Data for this exercise -
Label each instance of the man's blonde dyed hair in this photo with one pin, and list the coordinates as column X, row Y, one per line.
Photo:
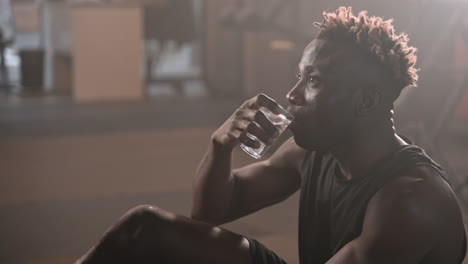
column 376, row 37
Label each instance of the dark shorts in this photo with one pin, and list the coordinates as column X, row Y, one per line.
column 261, row 254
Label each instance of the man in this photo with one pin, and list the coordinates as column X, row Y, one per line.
column 367, row 194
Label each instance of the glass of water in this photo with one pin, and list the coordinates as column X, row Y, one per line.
column 280, row 121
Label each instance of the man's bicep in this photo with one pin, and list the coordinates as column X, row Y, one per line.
column 267, row 182
column 396, row 229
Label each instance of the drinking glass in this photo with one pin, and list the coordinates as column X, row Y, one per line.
column 280, row 121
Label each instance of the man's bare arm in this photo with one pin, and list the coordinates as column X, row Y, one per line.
column 403, row 223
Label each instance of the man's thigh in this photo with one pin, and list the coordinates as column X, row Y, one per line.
column 147, row 234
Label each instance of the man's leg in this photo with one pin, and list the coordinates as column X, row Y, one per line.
column 147, row 234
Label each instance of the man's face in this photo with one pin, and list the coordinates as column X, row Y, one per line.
column 322, row 101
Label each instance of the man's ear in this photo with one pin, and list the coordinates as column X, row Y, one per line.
column 368, row 99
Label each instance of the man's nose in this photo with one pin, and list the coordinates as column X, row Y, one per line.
column 296, row 96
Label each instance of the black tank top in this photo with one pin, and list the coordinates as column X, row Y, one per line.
column 331, row 211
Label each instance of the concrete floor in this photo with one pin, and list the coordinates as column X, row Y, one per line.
column 69, row 171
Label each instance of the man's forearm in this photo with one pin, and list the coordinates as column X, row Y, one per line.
column 213, row 185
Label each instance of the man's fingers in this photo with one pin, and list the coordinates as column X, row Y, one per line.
column 242, row 137
column 265, row 123
column 262, row 100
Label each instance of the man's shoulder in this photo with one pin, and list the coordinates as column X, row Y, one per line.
column 419, row 197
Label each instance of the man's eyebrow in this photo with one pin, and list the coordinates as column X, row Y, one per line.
column 307, row 68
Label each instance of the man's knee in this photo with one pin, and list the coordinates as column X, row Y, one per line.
column 146, row 218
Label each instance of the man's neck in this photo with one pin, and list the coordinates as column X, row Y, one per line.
column 362, row 151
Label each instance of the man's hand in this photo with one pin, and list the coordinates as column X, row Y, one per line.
column 247, row 119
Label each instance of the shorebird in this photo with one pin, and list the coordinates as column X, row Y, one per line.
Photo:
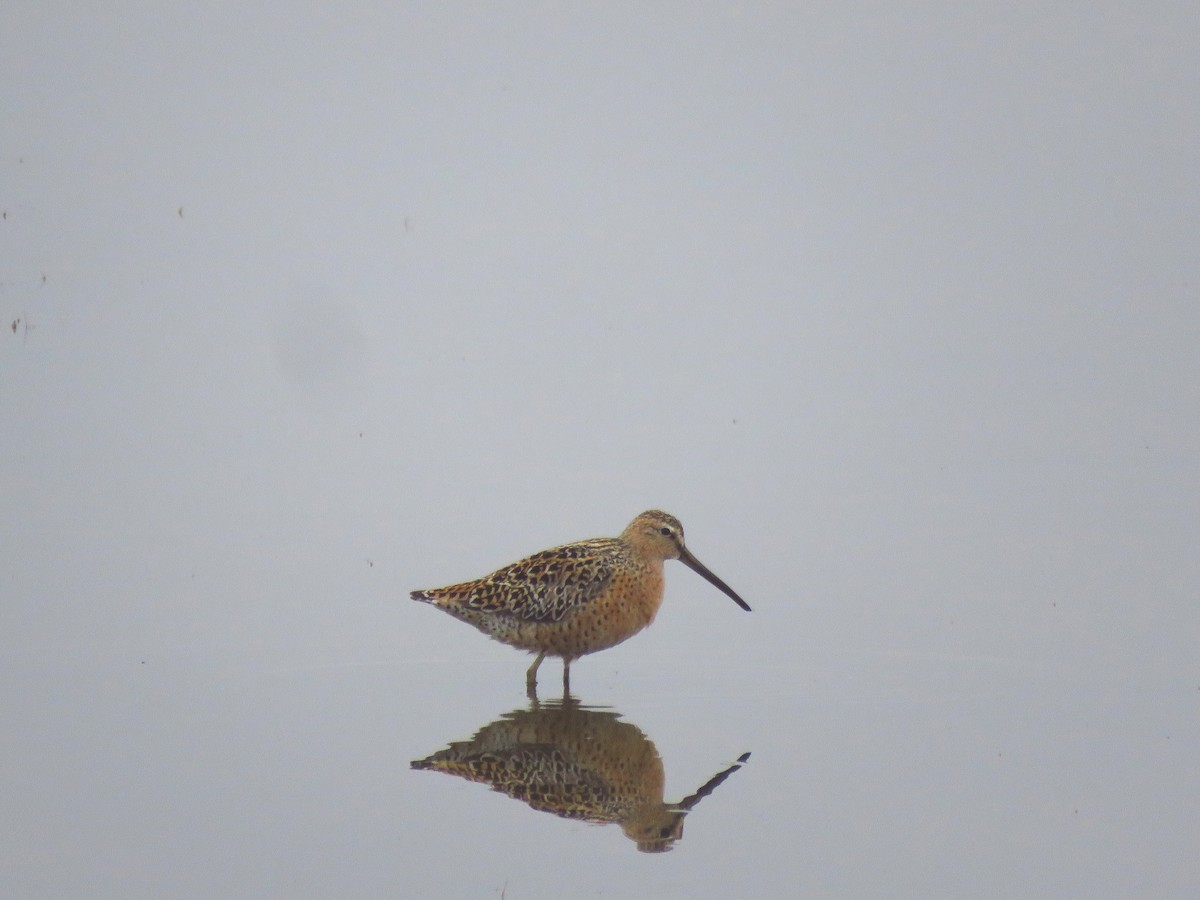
column 579, row 598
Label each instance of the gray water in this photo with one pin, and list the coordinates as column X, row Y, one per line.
column 894, row 309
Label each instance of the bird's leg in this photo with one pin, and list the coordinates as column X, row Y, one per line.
column 532, row 677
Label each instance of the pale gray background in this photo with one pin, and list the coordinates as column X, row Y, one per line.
column 894, row 305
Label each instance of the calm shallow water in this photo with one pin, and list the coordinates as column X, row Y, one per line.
column 895, row 312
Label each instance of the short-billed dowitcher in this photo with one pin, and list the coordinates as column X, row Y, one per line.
column 576, row 599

Assignment - Give back all the material exactly, with no pictures.

Reply to the exercise -
Label each instance of the man's blonde dyed hair in this photo with one pin, and list the coordinates as column X, row Y, one per line.
Photo:
column 376, row 37
Label each instance of the dark shorts in this photo with one pin, and list the coordinates as column X, row Y, one per line.
column 261, row 254
Label each instance of the man in this photo with one pin, and list the coordinates as column X, row Y, one per line.
column 367, row 194
Label each instance of the glass of water in this photo with one pin, and list the coordinates as column X, row Y, one per line.
column 280, row 121
Label each instance of the man's bicep in this photo with one pin, and list the coordinates as column X, row Y, one per line.
column 267, row 182
column 396, row 229
Label each instance of the drinking glass in this photo with one pin, and list the coordinates as column X, row Y, one per line.
column 280, row 121
Label each instance of the man's bare arm in this photo with one pin, and list the coordinates as column X, row Y, one per line.
column 403, row 223
Label each instance of the man's thigh in this photo with one pin, and list the coordinates as column X, row Y, one per line.
column 147, row 234
Label each instance of the man's leg in this photo with one pin, and list the coordinates as column X, row Y, one per line.
column 147, row 234
Label each instance of the man's face in this photo with one pin, and list the coordinates as column X, row Y, one per line.
column 322, row 101
Label each instance of the man's ear in this photo with one pin, and list the coordinates as column X, row Y, one per line.
column 368, row 99
Label each instance of the man's nose in this photo with one pin, and list the coordinates as column X, row Y, one per line.
column 296, row 96
Label each instance of the black tank top in this photo with one pin, and list the coordinates as column X, row Y, one per line.
column 331, row 211
Label each instance of the concrete floor in this photo with one pin, and list the coordinates as column X, row Y, one per line.
column 69, row 171
Label each instance of the man's forearm in this photo with one pin, and list the coordinates as column X, row Y, one per line.
column 213, row 185
Label each instance of the man's fingers in this photo with one pin, and list the coordinates as column X, row Y, one per line.
column 242, row 137
column 265, row 123
column 262, row 100
Label each instance of the man's shoulder in this photo with one pin, and list the coordinates as column X, row Y, one per line.
column 419, row 197
Label each instance of the man's eyebrow in this photo with one pin, and list the coordinates as column X, row Y, one per line.
column 307, row 68
Label each instance of the man's knee in this photo with one pin, and list the coordinates as column X, row Y, one per line.
column 146, row 218
Label each instance of the man's neck in this photo with one pin, and list the coordinates as column X, row Y, one per line.
column 362, row 151
Label each instance of the man's hand in this photo with one pin, and list the coordinates as column X, row Y, one per line.
column 247, row 119
Label each instance of the shorebird in this photo with one pin, and list the coordinates as column X, row Y, one per line.
Photo:
column 579, row 598
Label each instance of the gray water in this photo with one pin, and list the coordinates as column X, row Y, one per line.
column 894, row 309
Label each instance of the bird's leg in this photo with one pin, and list the coordinates as column X, row Y, one per line.
column 532, row 677
Label each instance of the pale gray background in this photo with one pin, and list the coordinates as column X, row Y, one per line.
column 894, row 305
Label each instance of the calm shallow water in this photo with one pin, and list the coordinates as column X, row Y, one per line.
column 895, row 312
Label each instance of the short-billed dowitcher in this photo with one pin, and list the coordinates as column X, row Y, one per line.
column 576, row 599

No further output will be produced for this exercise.